To do: Please pick out every line of the material below that contains the word "then" and copy those lines in full. Case counts.

The input:
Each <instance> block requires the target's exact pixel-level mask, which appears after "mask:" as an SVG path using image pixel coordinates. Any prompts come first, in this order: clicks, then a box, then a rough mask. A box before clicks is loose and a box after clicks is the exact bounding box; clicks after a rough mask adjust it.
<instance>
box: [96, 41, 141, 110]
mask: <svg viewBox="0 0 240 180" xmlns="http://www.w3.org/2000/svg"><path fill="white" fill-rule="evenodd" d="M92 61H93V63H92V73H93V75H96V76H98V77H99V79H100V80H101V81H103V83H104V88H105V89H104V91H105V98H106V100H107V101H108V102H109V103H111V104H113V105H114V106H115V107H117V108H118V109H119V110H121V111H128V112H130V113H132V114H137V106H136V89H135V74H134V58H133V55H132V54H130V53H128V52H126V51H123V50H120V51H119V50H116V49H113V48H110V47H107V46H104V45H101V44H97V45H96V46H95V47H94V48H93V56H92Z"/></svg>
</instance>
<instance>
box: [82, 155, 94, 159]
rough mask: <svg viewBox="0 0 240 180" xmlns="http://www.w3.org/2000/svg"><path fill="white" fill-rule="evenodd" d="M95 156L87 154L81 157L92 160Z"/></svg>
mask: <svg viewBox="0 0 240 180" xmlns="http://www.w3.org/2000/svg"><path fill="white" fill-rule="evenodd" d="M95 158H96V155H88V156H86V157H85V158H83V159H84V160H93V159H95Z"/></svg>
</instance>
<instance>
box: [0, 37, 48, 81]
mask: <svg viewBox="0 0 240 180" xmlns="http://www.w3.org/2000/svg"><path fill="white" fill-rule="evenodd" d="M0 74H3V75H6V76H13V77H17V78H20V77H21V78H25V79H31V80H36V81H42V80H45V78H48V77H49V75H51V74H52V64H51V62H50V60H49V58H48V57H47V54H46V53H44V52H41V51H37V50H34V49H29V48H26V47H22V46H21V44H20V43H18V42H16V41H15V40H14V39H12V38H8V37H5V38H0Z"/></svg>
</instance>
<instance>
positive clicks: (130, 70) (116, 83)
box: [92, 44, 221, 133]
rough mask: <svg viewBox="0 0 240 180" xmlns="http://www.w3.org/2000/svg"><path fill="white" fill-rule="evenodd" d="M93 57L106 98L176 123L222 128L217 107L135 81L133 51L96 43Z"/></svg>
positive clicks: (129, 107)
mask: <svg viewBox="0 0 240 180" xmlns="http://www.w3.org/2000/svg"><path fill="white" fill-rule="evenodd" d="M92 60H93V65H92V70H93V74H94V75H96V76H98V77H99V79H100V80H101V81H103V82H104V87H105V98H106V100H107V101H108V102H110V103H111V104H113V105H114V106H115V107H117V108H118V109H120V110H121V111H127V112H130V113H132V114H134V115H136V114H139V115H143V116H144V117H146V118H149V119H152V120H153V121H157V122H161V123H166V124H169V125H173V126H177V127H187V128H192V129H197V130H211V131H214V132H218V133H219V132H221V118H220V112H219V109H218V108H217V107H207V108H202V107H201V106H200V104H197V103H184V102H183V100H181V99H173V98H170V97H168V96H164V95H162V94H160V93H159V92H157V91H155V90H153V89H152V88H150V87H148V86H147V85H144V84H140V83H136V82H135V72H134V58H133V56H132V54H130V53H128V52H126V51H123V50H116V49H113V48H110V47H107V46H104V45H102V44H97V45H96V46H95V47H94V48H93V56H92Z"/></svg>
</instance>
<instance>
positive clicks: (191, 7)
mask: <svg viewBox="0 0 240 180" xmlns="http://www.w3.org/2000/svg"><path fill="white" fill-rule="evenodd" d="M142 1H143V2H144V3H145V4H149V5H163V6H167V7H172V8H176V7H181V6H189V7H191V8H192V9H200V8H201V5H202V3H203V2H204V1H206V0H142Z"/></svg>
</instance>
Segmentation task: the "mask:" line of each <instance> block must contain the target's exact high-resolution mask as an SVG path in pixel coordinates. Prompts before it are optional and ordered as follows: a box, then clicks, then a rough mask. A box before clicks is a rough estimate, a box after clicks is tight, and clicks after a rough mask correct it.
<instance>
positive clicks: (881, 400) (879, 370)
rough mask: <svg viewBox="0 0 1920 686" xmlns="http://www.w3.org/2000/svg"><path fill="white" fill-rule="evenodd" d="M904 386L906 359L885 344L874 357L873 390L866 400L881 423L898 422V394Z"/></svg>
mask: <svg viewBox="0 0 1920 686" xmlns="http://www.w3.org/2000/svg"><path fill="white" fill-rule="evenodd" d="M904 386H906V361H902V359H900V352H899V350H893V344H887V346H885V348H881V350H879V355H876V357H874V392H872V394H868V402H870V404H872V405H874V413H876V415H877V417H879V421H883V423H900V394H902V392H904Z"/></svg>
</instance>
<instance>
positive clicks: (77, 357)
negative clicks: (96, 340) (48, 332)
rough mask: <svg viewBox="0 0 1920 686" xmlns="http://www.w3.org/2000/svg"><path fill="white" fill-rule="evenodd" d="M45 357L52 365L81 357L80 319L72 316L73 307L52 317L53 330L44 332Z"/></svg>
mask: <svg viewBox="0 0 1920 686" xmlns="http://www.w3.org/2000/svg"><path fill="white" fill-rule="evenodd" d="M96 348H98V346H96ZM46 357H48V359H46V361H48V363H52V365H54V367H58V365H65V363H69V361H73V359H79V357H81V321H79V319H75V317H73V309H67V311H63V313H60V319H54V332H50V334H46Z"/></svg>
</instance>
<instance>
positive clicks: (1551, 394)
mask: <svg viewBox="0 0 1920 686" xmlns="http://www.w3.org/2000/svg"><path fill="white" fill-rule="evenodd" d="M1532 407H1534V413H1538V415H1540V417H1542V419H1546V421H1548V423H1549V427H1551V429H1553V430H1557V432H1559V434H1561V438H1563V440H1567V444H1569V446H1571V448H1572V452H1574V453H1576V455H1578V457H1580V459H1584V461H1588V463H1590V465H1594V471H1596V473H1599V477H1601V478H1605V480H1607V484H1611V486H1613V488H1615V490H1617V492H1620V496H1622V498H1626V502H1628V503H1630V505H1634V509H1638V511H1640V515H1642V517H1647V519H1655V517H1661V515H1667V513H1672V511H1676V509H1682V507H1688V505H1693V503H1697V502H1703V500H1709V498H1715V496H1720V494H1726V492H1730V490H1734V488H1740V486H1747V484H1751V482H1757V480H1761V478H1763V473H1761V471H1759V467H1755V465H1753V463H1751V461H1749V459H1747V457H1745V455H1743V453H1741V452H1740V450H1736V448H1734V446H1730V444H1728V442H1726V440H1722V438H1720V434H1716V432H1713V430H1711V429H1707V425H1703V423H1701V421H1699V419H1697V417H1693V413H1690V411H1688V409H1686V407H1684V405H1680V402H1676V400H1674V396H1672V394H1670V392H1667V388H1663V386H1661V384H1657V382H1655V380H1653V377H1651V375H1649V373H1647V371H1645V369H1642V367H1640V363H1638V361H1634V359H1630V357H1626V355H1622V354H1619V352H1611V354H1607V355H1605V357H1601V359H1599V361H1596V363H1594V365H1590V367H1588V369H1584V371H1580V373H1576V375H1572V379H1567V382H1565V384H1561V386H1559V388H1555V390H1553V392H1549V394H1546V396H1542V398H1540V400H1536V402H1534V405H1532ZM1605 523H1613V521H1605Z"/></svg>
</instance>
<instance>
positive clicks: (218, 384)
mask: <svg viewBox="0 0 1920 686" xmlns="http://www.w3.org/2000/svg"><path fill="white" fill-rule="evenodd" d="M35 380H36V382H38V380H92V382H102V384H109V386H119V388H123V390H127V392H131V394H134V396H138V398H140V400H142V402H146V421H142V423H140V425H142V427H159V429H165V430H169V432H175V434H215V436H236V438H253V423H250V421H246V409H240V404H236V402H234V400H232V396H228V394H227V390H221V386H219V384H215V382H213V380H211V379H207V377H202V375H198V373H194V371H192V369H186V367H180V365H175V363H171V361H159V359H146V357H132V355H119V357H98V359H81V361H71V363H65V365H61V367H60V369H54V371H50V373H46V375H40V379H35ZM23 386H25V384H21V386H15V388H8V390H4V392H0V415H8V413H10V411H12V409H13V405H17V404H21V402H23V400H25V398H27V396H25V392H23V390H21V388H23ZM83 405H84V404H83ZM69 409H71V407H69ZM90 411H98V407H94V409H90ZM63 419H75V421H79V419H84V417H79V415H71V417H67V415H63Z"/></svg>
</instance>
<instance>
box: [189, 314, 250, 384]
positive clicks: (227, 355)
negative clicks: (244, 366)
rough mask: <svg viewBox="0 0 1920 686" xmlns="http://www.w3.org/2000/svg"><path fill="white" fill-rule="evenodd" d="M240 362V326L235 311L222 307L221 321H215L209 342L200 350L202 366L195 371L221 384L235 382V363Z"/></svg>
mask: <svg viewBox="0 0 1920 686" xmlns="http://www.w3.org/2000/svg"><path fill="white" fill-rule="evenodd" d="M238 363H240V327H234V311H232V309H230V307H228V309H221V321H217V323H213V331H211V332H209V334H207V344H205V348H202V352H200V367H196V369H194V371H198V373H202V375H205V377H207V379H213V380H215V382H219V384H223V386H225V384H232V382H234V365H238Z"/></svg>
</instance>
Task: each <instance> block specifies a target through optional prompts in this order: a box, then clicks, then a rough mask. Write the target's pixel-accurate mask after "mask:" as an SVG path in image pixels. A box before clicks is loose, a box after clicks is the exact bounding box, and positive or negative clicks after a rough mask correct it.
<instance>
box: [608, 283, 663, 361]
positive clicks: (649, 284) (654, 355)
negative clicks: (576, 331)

The completed task:
Each <instance> block requires the target's exact pixel-level mask, which appears after "mask:" as an SVG path using image pixel coordinates. Any prompts come first, in this order: clicks, then a box, then a rough mask. A box before clicks is loose and a box after clicks is the exact bounding box; clicks after a rough mask adjust it.
Segmentation task: the "mask:" line of each <instance> block must contain the target's exact high-resolution mask as an SVG path in pixel coordinates. Prompts before it are optional and ordered as follows: a box, then clicks, then a rough mask. A box before clicks is a rough estimate, a box after clicks is tight, and clicks after a rough mask correct it.
Task: each <instance> block specifies a target through optional prompts in this order: a box, then clicks, then a rough mask. Write the target's pixel-accurate mask after "mask:" as an SVG path in image pixels. A box before clicks is loose, a box after clicks is the exact bounding box, and positive or negative clicks after a rough mask correct it.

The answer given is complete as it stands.